Object pointing dataset lines:
------------

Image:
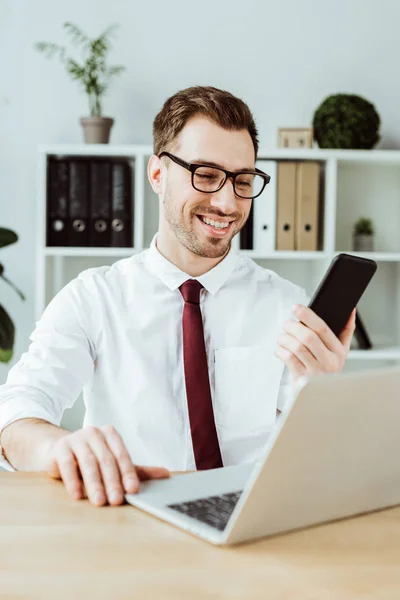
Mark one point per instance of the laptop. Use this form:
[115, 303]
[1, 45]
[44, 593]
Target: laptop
[335, 452]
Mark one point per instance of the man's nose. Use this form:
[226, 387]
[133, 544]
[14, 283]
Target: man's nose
[225, 198]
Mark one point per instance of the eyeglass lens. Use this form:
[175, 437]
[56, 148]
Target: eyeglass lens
[209, 179]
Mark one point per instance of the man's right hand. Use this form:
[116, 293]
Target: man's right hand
[96, 459]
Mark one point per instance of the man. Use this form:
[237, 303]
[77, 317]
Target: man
[180, 350]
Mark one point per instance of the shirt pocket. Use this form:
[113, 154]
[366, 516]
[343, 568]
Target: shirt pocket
[247, 381]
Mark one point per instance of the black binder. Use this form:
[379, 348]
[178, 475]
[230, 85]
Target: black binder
[78, 223]
[57, 202]
[121, 205]
[100, 204]
[246, 233]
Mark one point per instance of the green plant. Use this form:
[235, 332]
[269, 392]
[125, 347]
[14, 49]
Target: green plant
[364, 227]
[346, 121]
[92, 73]
[7, 329]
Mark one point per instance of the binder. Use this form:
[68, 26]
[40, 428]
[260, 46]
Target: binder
[121, 205]
[57, 202]
[265, 211]
[246, 233]
[78, 223]
[285, 207]
[100, 203]
[307, 200]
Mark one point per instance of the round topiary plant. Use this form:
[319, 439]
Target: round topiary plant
[346, 121]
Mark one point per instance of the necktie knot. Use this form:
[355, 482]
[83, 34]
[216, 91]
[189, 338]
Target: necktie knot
[190, 291]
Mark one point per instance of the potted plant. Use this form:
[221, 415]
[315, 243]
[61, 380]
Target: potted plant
[363, 235]
[92, 74]
[346, 121]
[7, 329]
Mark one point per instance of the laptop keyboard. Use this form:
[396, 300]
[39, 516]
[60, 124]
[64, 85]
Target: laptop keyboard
[214, 510]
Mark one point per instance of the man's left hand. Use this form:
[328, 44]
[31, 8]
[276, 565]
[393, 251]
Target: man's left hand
[309, 346]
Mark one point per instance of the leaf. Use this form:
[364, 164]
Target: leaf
[6, 355]
[76, 71]
[50, 49]
[7, 334]
[77, 35]
[116, 70]
[7, 237]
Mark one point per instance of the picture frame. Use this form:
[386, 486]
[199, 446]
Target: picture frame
[295, 137]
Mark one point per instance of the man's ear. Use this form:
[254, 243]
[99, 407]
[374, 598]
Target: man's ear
[155, 173]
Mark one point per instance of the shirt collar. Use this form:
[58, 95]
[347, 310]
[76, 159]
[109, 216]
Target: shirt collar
[173, 277]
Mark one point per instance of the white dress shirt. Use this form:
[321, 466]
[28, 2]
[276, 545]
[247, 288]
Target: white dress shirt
[116, 332]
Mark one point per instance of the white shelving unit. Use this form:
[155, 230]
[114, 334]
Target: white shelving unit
[356, 183]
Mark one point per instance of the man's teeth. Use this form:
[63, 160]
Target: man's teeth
[215, 224]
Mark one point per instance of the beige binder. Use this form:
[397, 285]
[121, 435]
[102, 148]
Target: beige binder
[285, 206]
[307, 200]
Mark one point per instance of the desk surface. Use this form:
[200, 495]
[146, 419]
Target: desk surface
[54, 548]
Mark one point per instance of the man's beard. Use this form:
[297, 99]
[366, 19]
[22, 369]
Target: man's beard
[187, 236]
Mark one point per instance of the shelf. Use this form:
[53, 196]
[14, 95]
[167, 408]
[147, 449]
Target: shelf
[278, 255]
[129, 150]
[359, 156]
[88, 252]
[378, 256]
[286, 254]
[385, 353]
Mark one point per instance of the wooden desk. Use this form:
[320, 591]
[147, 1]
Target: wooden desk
[54, 548]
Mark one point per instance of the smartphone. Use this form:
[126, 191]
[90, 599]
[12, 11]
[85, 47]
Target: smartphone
[341, 288]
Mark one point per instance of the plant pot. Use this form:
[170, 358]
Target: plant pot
[96, 130]
[363, 242]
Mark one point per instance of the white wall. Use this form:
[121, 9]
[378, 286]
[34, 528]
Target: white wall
[282, 57]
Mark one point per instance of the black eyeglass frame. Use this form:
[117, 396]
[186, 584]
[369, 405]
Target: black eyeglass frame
[192, 167]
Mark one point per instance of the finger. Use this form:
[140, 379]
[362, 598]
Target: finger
[65, 467]
[108, 466]
[314, 322]
[348, 331]
[90, 471]
[130, 479]
[145, 473]
[308, 338]
[295, 367]
[299, 350]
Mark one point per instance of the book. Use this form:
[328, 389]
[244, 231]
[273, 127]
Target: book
[57, 202]
[121, 205]
[285, 206]
[100, 203]
[78, 223]
[307, 204]
[264, 211]
[246, 233]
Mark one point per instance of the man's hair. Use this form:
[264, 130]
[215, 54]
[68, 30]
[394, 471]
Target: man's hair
[218, 106]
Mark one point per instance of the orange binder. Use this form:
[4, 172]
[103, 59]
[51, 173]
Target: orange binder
[285, 206]
[307, 201]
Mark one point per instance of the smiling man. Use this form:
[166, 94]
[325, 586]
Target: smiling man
[185, 352]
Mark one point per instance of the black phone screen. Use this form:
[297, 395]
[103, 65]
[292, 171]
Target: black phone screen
[341, 288]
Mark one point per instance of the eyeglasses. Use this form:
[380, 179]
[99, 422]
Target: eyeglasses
[210, 179]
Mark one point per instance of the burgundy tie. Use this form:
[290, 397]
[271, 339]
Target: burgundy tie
[201, 416]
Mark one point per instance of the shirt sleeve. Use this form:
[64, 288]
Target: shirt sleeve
[49, 377]
[286, 389]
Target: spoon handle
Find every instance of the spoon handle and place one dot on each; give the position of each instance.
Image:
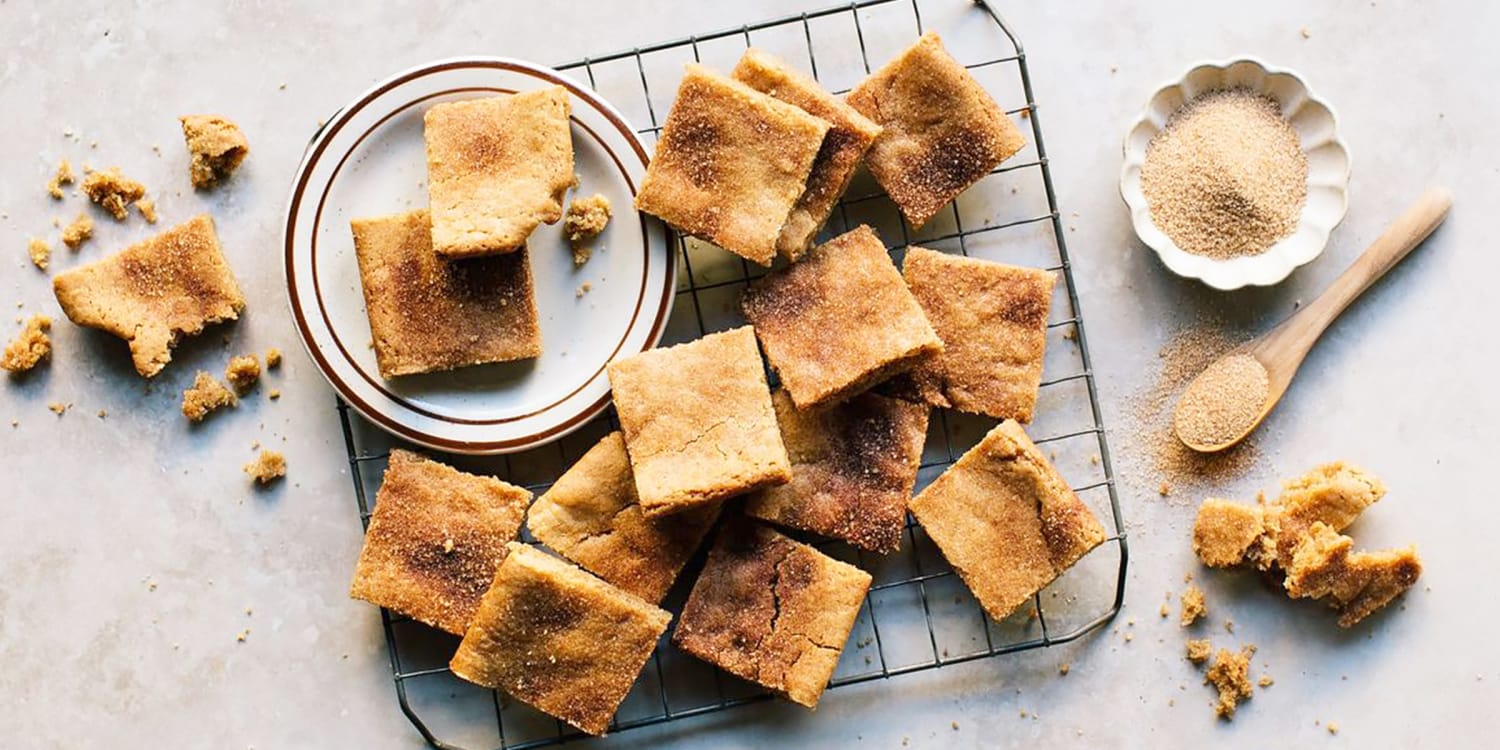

------------

TASK DETAILS >> Rewrite every line from the one containing "Mark one point per instance of the black eyeglass" through the last line, adding 56 to each coordinate in the answer points and leaving all other numbers unchanged. Leave the pictures out.

PROBLEM SOLUTION >>
Mark one point per instance of the black eyeglass frame. Use this form:
[117, 396]
[186, 584]
[369, 405]
Target: black eyeglass frame
[248, 223]
Mark one point per instance of the finger. Use this form:
[140, 379]
[362, 598]
Target: finger
[121, 523]
[164, 522]
[370, 378]
[404, 387]
[146, 527]
[186, 535]
[201, 529]
[364, 394]
[351, 423]
[355, 406]
Mark one point per instance of the book. Use this form:
[328, 389]
[244, 231]
[273, 127]
Target: book
[113, 258]
[177, 261]
[341, 262]
[156, 259]
[134, 279]
[363, 260]
[320, 267]
[302, 289]
Mark one point per instance of the man's hair. Use this form:
[264, 130]
[215, 54]
[68, 30]
[394, 471]
Target: man's hair
[274, 162]
Mark one point per instance of the orange binder. Use this form:
[4, 172]
[103, 59]
[51, 173]
Target: orange binder
[341, 262]
[363, 257]
Mark one point per instance of the smiling man. Use this form:
[166, 94]
[325, 586]
Target: smiling man
[241, 408]
Mark one point per instance of the black phone screen. Use this form:
[297, 395]
[103, 65]
[292, 171]
Target: black phone screen
[397, 344]
Mark one point per instance of the eyeglasses. Use this form:
[380, 179]
[99, 422]
Target: eyeglasses
[266, 235]
Mark one point per instance of the burgundy tie. Use this form:
[290, 397]
[271, 339]
Target: burgundy tie
[257, 472]
Mark one point per instance of the shirt sleeve. Use this form:
[64, 288]
Target: shirt sleeve
[105, 433]
[342, 445]
Target: spoon handle
Find every instance of the spoon handle and place one dot on each; give the position of each instance.
Image:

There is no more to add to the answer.